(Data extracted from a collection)
⁂
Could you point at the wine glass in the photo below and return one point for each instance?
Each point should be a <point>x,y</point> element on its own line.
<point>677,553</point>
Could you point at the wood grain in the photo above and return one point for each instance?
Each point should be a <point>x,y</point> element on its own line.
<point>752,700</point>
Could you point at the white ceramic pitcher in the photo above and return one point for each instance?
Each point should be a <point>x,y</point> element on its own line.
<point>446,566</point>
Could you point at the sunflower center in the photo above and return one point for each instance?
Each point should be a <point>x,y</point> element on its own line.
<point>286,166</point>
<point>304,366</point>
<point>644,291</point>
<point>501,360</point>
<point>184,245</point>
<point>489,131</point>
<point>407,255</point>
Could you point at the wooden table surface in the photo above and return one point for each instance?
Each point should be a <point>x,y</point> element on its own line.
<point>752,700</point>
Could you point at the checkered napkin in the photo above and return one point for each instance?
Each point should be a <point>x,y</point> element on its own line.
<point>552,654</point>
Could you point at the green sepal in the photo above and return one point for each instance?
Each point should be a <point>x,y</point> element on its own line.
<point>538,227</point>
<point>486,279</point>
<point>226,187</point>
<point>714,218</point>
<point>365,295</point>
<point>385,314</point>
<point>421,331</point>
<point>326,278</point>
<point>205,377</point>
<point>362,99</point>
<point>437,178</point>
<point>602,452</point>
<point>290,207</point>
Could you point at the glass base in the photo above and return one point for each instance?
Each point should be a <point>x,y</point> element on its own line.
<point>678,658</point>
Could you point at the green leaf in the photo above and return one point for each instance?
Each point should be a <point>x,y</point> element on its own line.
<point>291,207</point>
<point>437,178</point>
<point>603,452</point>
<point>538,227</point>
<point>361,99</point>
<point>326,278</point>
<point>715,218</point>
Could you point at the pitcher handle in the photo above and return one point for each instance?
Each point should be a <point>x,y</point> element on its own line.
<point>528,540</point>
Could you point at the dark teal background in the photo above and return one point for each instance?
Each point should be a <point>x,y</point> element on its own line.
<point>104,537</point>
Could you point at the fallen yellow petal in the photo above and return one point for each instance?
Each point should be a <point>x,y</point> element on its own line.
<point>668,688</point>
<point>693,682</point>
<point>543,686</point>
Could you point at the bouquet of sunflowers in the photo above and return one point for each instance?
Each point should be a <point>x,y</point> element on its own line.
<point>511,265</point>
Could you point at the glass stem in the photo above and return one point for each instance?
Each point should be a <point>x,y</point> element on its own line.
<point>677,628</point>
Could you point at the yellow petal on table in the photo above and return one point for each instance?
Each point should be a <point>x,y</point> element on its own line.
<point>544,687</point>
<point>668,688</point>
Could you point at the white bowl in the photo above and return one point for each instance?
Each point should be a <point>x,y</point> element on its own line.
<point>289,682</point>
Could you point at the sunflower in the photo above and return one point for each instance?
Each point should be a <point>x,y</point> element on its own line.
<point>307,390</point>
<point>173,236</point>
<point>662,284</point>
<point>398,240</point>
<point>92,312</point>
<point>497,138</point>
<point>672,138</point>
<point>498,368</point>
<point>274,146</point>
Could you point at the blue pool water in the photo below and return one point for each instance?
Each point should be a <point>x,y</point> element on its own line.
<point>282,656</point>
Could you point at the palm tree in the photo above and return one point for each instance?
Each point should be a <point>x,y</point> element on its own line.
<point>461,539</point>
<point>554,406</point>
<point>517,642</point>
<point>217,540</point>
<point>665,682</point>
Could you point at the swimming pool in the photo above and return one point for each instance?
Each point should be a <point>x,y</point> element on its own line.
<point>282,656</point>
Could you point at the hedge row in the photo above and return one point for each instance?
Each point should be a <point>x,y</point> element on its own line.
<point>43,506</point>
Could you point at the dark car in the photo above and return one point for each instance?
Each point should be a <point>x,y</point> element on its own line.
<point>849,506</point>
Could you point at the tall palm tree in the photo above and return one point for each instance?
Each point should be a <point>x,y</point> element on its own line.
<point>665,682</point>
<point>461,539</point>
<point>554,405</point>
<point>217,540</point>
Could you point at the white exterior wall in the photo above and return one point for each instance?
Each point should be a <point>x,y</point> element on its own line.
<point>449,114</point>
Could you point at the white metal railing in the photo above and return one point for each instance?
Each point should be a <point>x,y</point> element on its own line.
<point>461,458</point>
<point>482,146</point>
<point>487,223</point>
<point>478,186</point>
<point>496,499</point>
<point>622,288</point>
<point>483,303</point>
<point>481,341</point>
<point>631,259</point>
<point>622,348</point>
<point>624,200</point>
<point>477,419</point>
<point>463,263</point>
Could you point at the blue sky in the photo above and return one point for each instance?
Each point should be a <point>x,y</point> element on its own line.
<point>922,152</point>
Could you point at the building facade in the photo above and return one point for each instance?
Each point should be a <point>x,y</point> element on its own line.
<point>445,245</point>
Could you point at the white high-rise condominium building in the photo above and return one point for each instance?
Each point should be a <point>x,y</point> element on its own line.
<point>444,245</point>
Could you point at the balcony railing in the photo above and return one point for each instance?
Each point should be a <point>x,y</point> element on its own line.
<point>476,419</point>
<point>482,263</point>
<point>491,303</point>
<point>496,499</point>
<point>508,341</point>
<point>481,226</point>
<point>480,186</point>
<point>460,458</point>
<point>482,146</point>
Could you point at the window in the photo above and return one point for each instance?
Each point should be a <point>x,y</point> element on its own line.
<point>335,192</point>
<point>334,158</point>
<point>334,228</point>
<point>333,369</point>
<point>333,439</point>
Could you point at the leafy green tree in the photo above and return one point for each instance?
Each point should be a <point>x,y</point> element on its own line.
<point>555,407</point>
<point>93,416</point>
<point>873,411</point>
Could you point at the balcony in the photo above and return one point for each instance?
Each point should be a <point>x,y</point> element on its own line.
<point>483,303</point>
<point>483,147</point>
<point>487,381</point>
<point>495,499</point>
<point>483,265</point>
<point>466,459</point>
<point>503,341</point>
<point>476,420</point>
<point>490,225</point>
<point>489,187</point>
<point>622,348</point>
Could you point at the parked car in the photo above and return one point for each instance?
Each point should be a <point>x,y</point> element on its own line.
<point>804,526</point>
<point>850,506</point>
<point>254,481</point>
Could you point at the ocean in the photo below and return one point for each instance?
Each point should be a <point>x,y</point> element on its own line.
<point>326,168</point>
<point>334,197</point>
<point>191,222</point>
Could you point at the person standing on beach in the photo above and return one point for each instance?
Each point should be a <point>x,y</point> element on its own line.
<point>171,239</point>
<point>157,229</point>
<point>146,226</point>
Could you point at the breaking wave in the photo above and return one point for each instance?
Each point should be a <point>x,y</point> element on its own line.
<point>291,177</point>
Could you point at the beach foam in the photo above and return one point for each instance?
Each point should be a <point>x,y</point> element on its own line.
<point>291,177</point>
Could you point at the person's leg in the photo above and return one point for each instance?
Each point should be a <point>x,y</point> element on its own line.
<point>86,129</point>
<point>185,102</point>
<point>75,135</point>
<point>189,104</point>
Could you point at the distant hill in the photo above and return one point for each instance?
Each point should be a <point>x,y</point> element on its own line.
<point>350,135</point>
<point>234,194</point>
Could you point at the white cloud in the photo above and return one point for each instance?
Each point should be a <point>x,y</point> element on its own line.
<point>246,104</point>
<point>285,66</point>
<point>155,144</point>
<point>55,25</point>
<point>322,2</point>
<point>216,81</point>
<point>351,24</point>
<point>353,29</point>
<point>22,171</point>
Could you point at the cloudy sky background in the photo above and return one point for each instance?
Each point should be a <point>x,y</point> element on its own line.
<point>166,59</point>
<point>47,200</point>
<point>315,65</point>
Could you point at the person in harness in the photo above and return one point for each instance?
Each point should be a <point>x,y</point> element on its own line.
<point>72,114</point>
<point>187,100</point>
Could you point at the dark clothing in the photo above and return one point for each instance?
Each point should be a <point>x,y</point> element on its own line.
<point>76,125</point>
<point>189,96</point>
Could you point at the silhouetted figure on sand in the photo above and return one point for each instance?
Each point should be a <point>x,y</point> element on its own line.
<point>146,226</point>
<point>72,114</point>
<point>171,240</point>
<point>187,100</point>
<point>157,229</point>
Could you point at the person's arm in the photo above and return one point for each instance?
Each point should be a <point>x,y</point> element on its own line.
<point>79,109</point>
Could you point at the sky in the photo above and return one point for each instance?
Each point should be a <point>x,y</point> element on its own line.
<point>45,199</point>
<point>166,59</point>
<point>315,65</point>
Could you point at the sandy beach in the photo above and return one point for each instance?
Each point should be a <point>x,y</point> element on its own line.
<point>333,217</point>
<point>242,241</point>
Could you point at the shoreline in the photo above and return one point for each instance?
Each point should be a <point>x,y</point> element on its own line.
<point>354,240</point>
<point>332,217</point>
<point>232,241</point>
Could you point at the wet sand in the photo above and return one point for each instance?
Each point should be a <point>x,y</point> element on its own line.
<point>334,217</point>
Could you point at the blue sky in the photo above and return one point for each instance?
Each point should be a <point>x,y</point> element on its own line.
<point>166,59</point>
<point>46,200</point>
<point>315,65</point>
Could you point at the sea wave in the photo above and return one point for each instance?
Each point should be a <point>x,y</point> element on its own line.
⁂
Requirement:
Start with the first line of the data and print every line exactly. The line containing "Could you point at the sunflower center" is the last one to include.

Solution below:
Could you point at the wine glass in the photo below and return one point for each instance?
Each point should be a <point>x,y</point> element on its own line.
<point>677,553</point>
Could you point at the wood grain in the photo above and return one point for each instance?
Each point should be a <point>x,y</point> element on its own line.
<point>752,700</point>
Could you point at the white ceramic pitcher in the photo above and return one point for each instance?
Each point should be a <point>x,y</point> element on its own line.
<point>446,566</point>
Could you point at the sunflower center in the photo above and return one point for each instance?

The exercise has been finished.